Saved entries:
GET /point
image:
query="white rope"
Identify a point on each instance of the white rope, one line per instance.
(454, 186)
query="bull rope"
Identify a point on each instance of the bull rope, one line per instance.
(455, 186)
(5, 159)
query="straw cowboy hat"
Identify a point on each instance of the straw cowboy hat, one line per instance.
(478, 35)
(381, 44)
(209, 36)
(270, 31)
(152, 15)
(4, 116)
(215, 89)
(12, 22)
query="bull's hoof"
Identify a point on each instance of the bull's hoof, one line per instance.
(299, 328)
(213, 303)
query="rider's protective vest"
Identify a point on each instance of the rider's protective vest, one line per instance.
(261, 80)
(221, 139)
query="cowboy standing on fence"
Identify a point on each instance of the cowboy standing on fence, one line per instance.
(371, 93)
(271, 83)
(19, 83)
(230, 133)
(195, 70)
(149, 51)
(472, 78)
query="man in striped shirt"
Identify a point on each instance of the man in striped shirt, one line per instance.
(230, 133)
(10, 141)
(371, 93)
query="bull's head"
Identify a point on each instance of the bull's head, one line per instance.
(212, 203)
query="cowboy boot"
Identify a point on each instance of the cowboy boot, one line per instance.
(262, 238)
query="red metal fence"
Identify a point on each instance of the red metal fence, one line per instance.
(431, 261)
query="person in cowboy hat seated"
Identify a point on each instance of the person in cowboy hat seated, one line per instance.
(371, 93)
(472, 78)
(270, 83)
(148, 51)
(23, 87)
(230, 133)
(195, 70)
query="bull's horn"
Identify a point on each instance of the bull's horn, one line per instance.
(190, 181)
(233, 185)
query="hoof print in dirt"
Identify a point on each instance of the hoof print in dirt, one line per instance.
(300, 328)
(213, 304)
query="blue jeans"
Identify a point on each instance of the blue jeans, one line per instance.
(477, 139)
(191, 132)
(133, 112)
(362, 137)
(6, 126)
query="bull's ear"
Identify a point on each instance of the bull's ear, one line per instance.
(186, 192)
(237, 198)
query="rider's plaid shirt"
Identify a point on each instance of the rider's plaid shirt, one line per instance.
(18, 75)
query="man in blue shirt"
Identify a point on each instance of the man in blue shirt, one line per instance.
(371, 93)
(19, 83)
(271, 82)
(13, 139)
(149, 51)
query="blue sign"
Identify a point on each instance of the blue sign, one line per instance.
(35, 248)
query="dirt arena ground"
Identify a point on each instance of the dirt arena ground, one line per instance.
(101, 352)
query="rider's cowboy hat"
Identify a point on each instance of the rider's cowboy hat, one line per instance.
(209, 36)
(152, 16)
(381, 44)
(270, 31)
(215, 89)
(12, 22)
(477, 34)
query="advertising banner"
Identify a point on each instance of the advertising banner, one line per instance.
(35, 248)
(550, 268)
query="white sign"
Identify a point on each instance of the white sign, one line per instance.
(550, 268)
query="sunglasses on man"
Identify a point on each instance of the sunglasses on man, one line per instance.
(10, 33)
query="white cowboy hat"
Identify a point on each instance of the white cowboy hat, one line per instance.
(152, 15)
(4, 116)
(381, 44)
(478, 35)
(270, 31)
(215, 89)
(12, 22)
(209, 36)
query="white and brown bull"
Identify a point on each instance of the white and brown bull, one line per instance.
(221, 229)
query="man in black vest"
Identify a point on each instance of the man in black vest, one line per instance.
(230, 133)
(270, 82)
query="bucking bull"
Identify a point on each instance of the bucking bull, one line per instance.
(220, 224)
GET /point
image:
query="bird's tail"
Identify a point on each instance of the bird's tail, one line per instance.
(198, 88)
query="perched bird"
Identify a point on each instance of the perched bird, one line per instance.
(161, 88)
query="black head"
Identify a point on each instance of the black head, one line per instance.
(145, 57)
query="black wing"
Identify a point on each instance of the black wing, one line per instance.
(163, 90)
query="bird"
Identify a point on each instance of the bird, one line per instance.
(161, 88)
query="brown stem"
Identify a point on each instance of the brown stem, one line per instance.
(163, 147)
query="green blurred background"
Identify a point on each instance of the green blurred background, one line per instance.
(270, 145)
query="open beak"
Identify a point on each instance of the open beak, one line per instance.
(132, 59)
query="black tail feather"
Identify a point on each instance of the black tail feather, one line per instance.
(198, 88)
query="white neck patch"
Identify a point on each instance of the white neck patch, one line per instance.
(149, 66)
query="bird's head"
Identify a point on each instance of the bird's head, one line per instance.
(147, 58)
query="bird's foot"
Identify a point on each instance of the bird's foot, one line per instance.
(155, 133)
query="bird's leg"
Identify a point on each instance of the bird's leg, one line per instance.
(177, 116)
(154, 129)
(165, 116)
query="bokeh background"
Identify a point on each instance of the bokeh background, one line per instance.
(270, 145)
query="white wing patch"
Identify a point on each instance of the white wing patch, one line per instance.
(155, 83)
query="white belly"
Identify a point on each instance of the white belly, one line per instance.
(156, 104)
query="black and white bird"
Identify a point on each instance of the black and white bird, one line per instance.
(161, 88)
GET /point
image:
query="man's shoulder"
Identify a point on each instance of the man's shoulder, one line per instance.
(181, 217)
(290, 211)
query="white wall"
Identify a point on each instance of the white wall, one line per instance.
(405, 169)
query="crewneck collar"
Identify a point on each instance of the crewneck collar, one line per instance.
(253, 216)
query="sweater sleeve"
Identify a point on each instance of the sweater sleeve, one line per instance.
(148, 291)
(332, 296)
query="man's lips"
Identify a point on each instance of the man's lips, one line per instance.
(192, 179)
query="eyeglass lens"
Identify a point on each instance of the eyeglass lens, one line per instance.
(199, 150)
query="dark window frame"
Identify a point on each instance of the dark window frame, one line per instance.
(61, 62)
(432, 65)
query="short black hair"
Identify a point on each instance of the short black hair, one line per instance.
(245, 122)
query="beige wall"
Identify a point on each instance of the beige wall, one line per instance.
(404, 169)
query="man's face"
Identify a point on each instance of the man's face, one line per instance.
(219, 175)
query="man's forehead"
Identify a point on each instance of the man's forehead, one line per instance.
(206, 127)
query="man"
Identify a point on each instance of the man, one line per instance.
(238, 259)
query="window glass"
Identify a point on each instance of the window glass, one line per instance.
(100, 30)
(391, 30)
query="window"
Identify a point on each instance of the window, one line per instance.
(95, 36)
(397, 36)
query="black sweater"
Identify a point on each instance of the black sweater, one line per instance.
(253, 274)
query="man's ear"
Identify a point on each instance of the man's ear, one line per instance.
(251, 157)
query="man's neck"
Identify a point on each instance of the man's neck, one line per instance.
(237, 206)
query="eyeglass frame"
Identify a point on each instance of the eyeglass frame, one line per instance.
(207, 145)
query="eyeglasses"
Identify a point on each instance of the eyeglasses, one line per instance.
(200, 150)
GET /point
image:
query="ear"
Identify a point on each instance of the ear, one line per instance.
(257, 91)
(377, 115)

▶ **Exercise requirements**: Please print exactly the lines of the entries above, beginning with the line that contains "Identify a point on each instance of the man's forehead, one" and ending with the last line.

▶ **Result of the task**:
Identify a point on each instance of the man's forehead, one line per instance.
(206, 127)
query="man"
Identify a point on each instance of the man, one line per instance.
(238, 259)
query="window glass"
Identify a point on each instance of the window glass, one line per instance.
(100, 30)
(391, 30)
query="window"
Identify a point on each instance of the window, one line per instance.
(95, 36)
(397, 36)
query="black sweater"
Identify a point on each instance of the black sweater, one line per instance.
(253, 274)
query="man's ear"
Identify a point on each instance of the man's ear, one line per instance.
(251, 157)
query="man's neck"
Identify a point on each instance of the man's neck, one line per instance.
(237, 206)
query="eyeglass frame"
Identify a point on each instance of the eyeglass frame, one line per instance.
(207, 145)
query="eyeglasses"
Identify a point on each instance of the eyeglasses, one line per instance.
(200, 150)
GET /point
image:
query="ear"
Identify a point on each instance of the ear, one line per instance.
(257, 91)
(377, 115)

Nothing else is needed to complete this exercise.